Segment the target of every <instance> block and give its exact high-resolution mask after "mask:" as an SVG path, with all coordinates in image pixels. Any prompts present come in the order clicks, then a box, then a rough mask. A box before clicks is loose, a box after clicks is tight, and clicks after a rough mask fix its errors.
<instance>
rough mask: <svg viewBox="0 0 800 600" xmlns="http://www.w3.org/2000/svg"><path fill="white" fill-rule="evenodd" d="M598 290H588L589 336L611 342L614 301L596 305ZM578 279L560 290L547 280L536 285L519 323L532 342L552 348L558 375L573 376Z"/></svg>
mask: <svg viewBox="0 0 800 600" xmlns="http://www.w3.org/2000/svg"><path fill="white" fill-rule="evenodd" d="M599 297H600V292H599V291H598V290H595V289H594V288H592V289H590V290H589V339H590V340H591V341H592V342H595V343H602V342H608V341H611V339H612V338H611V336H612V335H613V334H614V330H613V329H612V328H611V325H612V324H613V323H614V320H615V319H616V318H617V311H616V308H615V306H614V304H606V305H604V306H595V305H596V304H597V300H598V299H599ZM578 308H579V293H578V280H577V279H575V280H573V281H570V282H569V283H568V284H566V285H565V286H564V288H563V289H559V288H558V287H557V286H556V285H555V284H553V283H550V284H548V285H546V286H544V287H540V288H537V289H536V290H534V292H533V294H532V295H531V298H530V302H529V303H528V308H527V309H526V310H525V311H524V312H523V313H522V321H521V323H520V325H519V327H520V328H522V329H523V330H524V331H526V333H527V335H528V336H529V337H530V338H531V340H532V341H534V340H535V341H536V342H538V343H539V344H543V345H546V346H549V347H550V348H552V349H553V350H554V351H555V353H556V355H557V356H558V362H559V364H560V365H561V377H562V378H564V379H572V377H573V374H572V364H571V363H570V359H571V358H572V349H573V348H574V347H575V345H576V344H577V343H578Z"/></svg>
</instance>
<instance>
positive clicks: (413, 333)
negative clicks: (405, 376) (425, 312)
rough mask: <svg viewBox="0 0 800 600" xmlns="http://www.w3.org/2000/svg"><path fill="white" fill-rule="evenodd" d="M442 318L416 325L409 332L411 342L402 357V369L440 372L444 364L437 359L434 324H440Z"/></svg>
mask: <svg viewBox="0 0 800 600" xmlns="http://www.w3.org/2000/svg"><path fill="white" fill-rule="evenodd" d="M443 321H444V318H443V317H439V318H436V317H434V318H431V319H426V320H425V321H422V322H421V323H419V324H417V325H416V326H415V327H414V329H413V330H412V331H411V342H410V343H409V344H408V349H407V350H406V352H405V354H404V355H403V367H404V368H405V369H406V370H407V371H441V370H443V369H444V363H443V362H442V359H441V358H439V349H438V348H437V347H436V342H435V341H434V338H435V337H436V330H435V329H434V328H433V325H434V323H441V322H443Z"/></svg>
****************************************
## Problem to work on
Report the number of lines in the listing where the string "instance" appears, and nothing besides.

## Finished exercise
4